Data ::

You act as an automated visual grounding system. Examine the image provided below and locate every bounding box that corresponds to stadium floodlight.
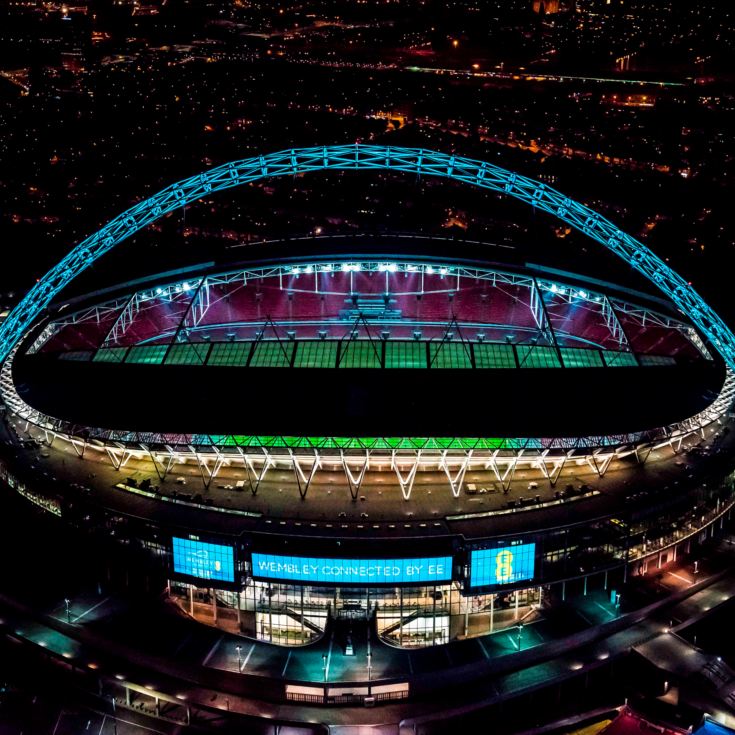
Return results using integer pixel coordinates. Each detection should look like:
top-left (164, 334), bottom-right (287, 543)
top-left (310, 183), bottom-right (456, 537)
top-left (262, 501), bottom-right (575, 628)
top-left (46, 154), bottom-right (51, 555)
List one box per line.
top-left (1, 144), bottom-right (733, 371)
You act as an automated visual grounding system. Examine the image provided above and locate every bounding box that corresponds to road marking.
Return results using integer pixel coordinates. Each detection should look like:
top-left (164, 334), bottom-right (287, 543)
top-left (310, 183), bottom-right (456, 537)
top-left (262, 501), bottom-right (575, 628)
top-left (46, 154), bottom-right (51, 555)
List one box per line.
top-left (594, 601), bottom-right (615, 618)
top-left (576, 609), bottom-right (593, 625)
top-left (478, 638), bottom-right (490, 660)
top-left (669, 572), bottom-right (693, 585)
top-left (51, 711), bottom-right (64, 735)
top-left (73, 597), bottom-right (110, 623)
top-left (98, 714), bottom-right (107, 735)
top-left (202, 635), bottom-right (224, 665)
top-left (325, 636), bottom-right (333, 680)
top-left (241, 642), bottom-right (255, 671)
top-left (281, 650), bottom-right (292, 678)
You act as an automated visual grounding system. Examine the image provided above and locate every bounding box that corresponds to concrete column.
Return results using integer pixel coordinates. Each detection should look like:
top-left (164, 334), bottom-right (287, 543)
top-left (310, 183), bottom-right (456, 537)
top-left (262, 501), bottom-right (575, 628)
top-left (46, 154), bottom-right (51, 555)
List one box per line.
top-left (268, 584), bottom-right (273, 642)
top-left (212, 589), bottom-right (217, 623)
top-left (399, 587), bottom-right (404, 647)
top-left (189, 585), bottom-right (194, 615)
top-left (514, 590), bottom-right (519, 620)
top-left (490, 593), bottom-right (495, 633)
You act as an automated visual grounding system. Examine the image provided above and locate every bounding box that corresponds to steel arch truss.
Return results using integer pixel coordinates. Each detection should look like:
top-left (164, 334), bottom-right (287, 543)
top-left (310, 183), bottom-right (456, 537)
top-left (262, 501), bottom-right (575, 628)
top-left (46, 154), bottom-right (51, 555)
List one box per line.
top-left (1, 144), bottom-right (734, 371)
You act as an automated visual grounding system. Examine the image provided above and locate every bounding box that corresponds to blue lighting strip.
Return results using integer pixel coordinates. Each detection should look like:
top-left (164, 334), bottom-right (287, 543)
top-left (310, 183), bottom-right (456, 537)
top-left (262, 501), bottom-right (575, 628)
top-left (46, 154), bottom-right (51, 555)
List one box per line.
top-left (1, 145), bottom-right (732, 370)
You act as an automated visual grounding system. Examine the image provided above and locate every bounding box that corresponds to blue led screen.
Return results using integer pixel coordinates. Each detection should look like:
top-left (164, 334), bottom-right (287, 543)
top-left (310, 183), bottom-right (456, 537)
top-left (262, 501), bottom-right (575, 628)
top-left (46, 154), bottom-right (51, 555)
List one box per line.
top-left (469, 542), bottom-right (536, 588)
top-left (172, 537), bottom-right (235, 583)
top-left (251, 553), bottom-right (453, 585)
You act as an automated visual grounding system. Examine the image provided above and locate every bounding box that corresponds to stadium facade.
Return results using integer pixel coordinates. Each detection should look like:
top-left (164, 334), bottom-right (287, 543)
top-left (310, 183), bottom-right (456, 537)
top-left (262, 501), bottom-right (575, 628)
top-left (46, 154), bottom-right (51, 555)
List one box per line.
top-left (1, 145), bottom-right (735, 706)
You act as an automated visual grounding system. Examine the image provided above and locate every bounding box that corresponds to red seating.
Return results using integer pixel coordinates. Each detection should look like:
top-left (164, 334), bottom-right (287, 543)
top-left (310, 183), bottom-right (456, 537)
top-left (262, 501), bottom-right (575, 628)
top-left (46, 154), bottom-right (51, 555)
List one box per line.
top-left (42, 269), bottom-right (705, 362)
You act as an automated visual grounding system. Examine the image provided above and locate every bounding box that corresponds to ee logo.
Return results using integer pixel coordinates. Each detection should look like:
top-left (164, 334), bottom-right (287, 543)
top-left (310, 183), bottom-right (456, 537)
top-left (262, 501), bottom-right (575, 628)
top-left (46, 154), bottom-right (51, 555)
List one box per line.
top-left (495, 549), bottom-right (514, 583)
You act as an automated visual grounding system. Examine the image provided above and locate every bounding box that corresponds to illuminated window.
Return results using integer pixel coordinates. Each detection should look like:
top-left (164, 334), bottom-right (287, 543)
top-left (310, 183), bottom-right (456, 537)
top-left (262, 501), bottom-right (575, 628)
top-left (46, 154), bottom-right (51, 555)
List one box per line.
top-left (125, 344), bottom-right (168, 364)
top-left (338, 340), bottom-right (382, 368)
top-left (249, 340), bottom-right (294, 368)
top-left (473, 342), bottom-right (517, 369)
top-left (93, 346), bottom-right (128, 363)
top-left (602, 350), bottom-right (638, 367)
top-left (165, 342), bottom-right (211, 365)
top-left (560, 347), bottom-right (604, 368)
top-left (207, 342), bottom-right (252, 366)
top-left (516, 345), bottom-right (561, 368)
top-left (638, 354), bottom-right (677, 366)
top-left (293, 340), bottom-right (339, 368)
top-left (385, 341), bottom-right (427, 368)
top-left (429, 342), bottom-right (472, 369)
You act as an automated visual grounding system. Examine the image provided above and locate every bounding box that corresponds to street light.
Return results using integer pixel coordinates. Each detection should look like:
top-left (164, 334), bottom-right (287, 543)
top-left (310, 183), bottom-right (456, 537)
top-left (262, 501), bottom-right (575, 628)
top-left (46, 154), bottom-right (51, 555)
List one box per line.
top-left (235, 644), bottom-right (242, 672)
top-left (322, 654), bottom-right (328, 683)
top-left (516, 623), bottom-right (523, 651)
top-left (64, 598), bottom-right (71, 624)
top-left (367, 651), bottom-right (372, 682)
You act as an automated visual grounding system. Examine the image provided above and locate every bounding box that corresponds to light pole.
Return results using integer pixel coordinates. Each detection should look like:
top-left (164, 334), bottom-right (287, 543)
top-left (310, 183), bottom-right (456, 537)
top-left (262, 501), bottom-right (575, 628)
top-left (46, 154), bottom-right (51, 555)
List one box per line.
top-left (367, 651), bottom-right (372, 695)
top-left (516, 623), bottom-right (523, 651)
top-left (64, 598), bottom-right (71, 624)
top-left (235, 644), bottom-right (242, 672)
top-left (322, 654), bottom-right (328, 683)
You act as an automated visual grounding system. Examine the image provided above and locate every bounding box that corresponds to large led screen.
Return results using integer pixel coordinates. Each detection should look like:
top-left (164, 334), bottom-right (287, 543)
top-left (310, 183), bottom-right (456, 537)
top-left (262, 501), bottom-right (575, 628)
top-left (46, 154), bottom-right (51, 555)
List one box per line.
top-left (251, 553), bottom-right (453, 585)
top-left (172, 537), bottom-right (235, 583)
top-left (469, 542), bottom-right (536, 588)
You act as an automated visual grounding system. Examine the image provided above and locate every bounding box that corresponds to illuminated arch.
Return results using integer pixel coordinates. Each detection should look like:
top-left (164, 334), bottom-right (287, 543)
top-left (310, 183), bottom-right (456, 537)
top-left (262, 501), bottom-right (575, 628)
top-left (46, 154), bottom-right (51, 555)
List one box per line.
top-left (1, 144), bottom-right (733, 368)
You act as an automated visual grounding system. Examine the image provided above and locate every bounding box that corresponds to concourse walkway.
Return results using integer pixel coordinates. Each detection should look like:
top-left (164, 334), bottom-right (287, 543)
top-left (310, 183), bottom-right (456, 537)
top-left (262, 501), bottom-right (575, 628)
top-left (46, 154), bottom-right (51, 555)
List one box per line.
top-left (3, 541), bottom-right (735, 731)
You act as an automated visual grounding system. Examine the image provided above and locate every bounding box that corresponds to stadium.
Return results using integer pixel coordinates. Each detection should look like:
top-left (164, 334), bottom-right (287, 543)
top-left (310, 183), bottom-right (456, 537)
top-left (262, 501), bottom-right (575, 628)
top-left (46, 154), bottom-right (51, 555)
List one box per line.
top-left (1, 145), bottom-right (735, 729)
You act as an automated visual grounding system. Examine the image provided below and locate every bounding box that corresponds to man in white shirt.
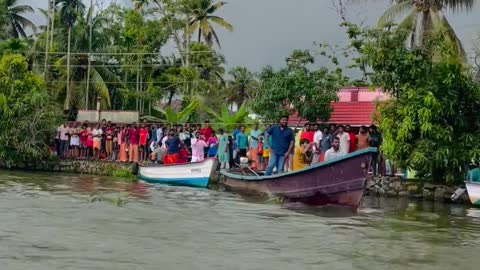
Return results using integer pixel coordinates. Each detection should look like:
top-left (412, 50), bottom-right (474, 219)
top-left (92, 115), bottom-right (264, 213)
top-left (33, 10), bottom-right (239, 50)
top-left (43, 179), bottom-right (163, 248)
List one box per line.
top-left (325, 137), bottom-right (345, 161)
top-left (92, 125), bottom-right (103, 159)
top-left (312, 124), bottom-right (323, 164)
top-left (57, 122), bottom-right (70, 158)
top-left (336, 125), bottom-right (350, 155)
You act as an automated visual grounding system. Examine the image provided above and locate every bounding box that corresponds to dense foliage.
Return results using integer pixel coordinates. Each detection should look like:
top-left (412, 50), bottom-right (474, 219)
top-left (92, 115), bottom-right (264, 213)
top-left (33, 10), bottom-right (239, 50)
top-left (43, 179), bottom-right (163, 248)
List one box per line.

Brief ::
Wherever the word "screen" occurs in a line of the listing, copy that line.

Result of this exercise ::
You act as an automated visual grounding system. Examine the image provided above and locate every bounding box that corresponds to blue led screen.
You act as an automated visual grounding system. Examine the image provided above and locate every bounding box that corresponds to large led screen.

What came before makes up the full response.